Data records
####

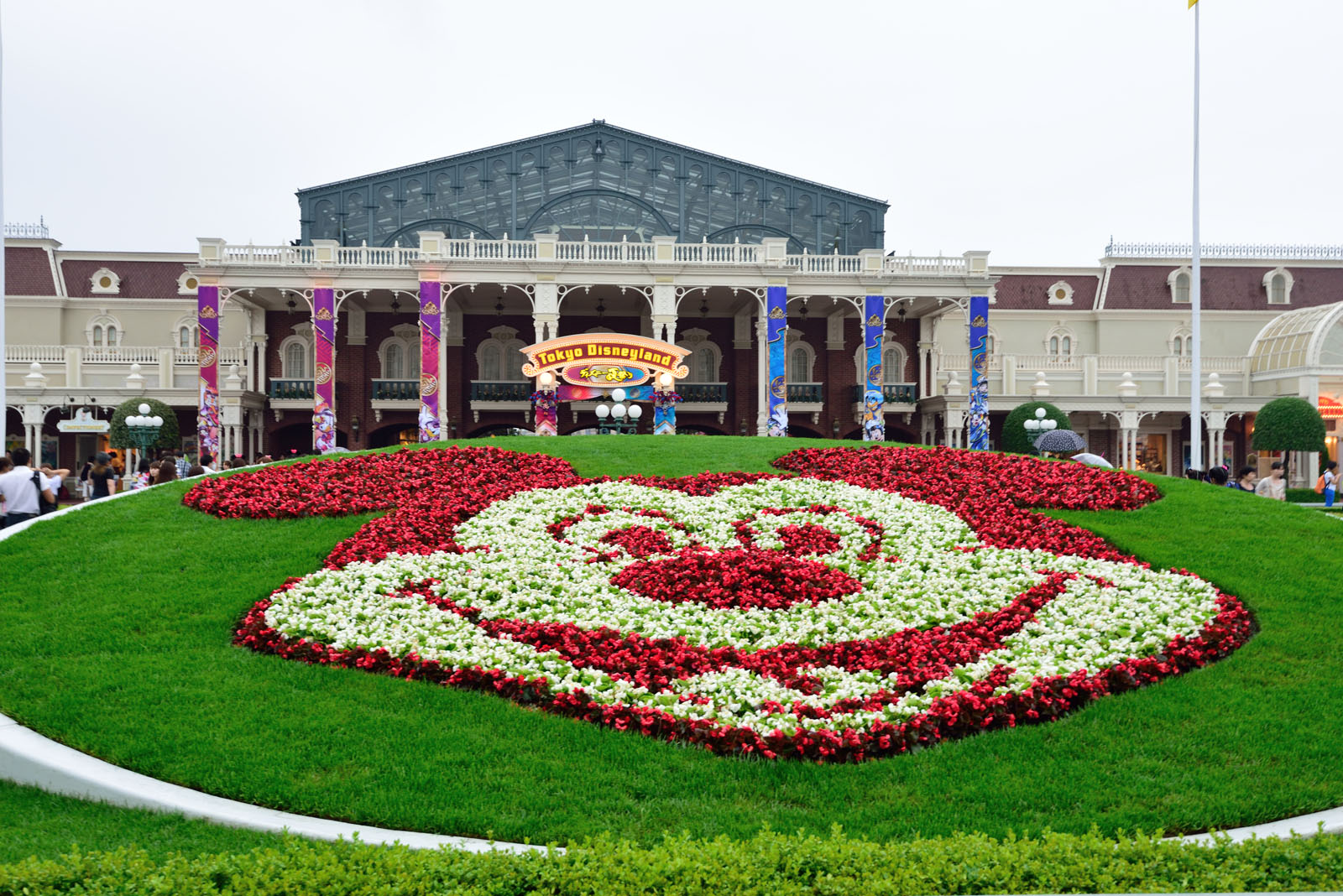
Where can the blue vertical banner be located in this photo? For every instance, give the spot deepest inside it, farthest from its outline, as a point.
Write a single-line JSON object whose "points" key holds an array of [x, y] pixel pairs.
{"points": [[873, 399], [776, 329], [980, 373]]}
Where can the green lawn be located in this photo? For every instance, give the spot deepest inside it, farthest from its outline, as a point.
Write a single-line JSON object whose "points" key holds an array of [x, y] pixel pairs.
{"points": [[40, 824], [118, 624]]}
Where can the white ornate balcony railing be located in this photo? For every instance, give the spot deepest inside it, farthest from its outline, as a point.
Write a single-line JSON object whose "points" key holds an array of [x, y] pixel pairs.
{"points": [[121, 354], [30, 353], [581, 253], [1302, 253], [226, 357], [27, 232]]}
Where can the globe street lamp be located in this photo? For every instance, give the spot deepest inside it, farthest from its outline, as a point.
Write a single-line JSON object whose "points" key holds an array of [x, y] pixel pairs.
{"points": [[1038, 425], [144, 428], [624, 420]]}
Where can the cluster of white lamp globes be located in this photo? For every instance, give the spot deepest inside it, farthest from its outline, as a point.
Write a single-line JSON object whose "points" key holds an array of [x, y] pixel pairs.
{"points": [[1040, 425], [618, 411], [143, 419]]}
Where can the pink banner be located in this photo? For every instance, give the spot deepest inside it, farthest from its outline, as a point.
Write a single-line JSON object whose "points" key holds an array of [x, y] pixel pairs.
{"points": [[324, 371], [207, 358], [431, 317]]}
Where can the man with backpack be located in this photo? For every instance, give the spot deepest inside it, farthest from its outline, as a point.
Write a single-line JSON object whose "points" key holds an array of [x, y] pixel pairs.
{"points": [[26, 490], [1329, 483]]}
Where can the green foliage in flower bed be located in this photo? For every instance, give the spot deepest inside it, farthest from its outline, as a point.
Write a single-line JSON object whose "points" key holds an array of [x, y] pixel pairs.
{"points": [[769, 862], [118, 624]]}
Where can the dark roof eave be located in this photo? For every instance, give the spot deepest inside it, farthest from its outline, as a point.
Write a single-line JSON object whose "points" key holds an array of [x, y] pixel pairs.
{"points": [[485, 150]]}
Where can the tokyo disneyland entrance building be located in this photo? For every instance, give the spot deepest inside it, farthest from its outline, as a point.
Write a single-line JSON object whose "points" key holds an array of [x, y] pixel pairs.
{"points": [[774, 294]]}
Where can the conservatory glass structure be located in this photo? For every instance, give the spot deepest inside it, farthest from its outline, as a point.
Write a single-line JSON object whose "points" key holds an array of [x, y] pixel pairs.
{"points": [[595, 181]]}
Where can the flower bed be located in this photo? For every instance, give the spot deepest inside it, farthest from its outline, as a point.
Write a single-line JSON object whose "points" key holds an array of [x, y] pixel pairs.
{"points": [[876, 602]]}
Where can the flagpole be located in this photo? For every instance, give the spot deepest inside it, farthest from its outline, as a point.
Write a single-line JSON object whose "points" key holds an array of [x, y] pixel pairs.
{"points": [[1195, 414]]}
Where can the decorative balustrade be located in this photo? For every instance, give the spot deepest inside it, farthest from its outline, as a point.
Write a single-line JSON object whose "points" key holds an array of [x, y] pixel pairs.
{"points": [[805, 393], [395, 389], [40, 353], [1272, 251], [120, 354], [892, 393], [703, 392], [27, 232], [581, 253], [292, 389], [501, 391]]}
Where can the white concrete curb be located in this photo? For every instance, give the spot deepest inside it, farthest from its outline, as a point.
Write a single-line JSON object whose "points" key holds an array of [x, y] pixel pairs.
{"points": [[29, 758]]}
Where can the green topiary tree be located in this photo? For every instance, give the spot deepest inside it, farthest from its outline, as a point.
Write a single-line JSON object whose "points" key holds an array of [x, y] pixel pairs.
{"points": [[168, 435], [1016, 439], [1288, 425]]}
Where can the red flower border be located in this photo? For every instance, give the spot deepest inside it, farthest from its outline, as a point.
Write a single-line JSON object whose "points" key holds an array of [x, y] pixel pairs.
{"points": [[991, 492]]}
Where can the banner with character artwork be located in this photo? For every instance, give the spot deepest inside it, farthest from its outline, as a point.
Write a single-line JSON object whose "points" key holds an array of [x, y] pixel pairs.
{"points": [[873, 399], [431, 307], [207, 358], [978, 423], [776, 327], [324, 372]]}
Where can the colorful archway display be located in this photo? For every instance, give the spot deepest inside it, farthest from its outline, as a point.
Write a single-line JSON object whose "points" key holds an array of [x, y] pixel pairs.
{"points": [[586, 365]]}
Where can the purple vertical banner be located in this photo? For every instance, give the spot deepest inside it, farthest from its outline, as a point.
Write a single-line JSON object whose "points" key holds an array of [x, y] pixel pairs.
{"points": [[324, 371], [431, 320], [776, 329], [873, 398], [207, 358], [978, 373]]}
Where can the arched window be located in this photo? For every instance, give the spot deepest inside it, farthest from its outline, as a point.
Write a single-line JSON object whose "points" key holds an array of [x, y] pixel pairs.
{"points": [[798, 367], [393, 361], [490, 362], [892, 365], [295, 360], [704, 356], [1279, 284], [500, 357], [1179, 282], [104, 331], [1058, 344]]}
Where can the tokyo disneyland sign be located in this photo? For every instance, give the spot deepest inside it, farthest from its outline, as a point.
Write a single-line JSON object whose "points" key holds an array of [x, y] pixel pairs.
{"points": [[584, 367]]}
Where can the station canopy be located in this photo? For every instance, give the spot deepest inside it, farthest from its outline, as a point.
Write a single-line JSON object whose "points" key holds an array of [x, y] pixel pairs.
{"points": [[1306, 340], [598, 183]]}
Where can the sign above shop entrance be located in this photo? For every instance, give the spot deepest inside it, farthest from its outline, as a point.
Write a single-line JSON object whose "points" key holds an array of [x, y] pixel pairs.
{"points": [[604, 360]]}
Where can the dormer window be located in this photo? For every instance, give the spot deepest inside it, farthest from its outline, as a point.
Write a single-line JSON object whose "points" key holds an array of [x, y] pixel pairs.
{"points": [[1179, 284], [105, 282], [1278, 284]]}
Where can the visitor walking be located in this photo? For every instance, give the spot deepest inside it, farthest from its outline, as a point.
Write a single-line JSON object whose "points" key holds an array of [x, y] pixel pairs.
{"points": [[85, 487], [26, 490], [167, 471], [102, 477], [1273, 486], [144, 475]]}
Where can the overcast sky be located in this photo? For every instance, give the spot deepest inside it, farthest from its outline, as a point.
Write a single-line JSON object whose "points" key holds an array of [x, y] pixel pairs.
{"points": [[1034, 129]]}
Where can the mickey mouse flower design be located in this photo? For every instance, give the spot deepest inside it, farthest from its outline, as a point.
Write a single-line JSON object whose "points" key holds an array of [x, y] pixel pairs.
{"points": [[779, 616]]}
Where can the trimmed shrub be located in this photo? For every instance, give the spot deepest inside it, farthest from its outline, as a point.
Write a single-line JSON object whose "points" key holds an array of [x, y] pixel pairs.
{"points": [[168, 435], [1016, 439], [769, 862], [1288, 425]]}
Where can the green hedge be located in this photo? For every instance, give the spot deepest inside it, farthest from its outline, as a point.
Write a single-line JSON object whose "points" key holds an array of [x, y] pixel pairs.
{"points": [[769, 864]]}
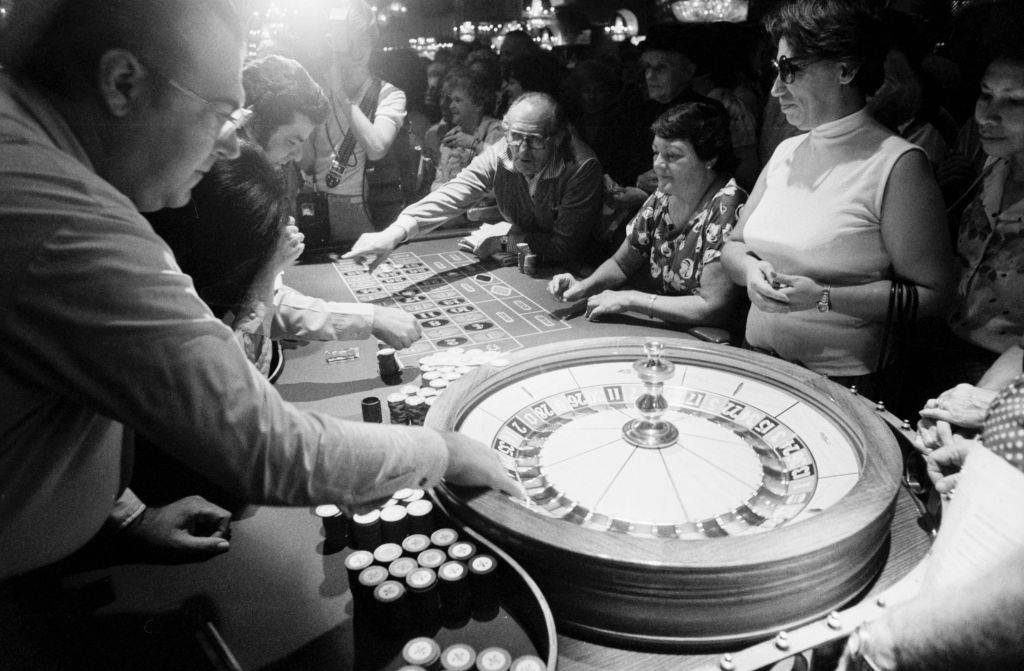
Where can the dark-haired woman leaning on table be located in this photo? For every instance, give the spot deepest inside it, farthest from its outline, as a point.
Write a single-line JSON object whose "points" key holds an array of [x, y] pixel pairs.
{"points": [[673, 245]]}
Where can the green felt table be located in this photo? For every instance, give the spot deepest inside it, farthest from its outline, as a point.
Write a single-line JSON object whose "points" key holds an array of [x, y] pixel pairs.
{"points": [[281, 600]]}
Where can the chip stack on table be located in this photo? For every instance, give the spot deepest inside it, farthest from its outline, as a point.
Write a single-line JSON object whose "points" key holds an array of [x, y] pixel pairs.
{"points": [[390, 367], [521, 250], [411, 403]]}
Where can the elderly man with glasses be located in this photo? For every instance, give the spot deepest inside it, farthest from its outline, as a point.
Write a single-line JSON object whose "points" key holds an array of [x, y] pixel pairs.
{"points": [[547, 184], [121, 107]]}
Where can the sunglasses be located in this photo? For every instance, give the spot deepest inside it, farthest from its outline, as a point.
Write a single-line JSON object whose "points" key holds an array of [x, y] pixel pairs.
{"points": [[230, 122], [785, 69], [516, 139]]}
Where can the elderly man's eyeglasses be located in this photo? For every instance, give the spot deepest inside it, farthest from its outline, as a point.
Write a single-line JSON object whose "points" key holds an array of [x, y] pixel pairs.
{"points": [[516, 139], [785, 69], [230, 121]]}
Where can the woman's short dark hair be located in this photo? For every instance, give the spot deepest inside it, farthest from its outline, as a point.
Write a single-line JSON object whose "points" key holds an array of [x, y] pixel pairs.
{"points": [[240, 210], [848, 31], [278, 88], [1013, 53], [706, 126], [480, 88]]}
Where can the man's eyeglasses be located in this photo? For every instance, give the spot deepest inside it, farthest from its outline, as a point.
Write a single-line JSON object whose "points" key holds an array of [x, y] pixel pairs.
{"points": [[785, 69], [516, 139], [230, 121]]}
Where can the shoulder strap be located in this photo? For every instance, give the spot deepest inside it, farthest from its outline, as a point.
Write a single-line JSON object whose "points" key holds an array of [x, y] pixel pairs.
{"points": [[369, 108]]}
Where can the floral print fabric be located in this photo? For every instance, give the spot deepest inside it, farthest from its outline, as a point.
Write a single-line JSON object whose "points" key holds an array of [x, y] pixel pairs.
{"points": [[989, 306], [676, 256]]}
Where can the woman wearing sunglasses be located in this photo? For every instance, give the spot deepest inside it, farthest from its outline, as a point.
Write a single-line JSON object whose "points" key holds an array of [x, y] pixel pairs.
{"points": [[840, 212]]}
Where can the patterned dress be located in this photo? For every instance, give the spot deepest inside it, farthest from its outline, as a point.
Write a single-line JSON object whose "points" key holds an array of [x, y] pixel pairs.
{"points": [[676, 256], [1004, 428]]}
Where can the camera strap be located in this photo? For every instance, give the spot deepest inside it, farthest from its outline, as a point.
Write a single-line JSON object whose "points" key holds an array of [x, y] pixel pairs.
{"points": [[369, 108]]}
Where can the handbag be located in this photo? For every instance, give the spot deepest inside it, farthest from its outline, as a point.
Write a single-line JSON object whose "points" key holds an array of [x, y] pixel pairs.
{"points": [[897, 341]]}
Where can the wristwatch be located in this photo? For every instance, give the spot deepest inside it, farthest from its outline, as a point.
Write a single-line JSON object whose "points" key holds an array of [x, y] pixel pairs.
{"points": [[824, 302]]}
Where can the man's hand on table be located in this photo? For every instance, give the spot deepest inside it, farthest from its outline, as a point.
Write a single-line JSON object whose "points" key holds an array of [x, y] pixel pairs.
{"points": [[473, 464], [372, 249], [395, 327], [965, 405], [609, 302], [186, 530], [564, 287]]}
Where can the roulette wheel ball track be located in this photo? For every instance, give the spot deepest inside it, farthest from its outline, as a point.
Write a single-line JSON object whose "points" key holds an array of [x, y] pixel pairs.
{"points": [[771, 509]]}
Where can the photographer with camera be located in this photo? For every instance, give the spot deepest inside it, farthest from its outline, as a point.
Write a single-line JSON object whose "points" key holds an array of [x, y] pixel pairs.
{"points": [[355, 159]]}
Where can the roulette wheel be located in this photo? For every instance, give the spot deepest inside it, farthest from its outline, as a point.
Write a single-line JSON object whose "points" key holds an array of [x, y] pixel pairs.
{"points": [[680, 496]]}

####

▸ **GOAL**:
Starting with the line that contains "Where can the roulette wheel ball", reproduce the listing word for word through its final line.

▸ **OUTPUT OF THE TASK**:
Where can the roulette wheel ball track be located in this photo? For every instance, give the spot deepest inside it, farthest from its outline, as a point.
Write a single-line JSON object whose "points" key holds an array of [x, y] pixel pairs.
{"points": [[771, 509]]}
Where can the photographer with camera be located in this photo? For every instance, give the spot deepest inside it, farthest from its outline, as a point.
Write a single-line JSON object whose "points" key holds an array of [x, y] pixel pairs.
{"points": [[355, 159]]}
Where can the roulette wheel be located in this photo? For every instance, give the spot deepest inside it, farthest from its outline, as a point.
Write a single-line JSON object whose "points" key holds an array of [x, y] pixel pairs.
{"points": [[680, 496]]}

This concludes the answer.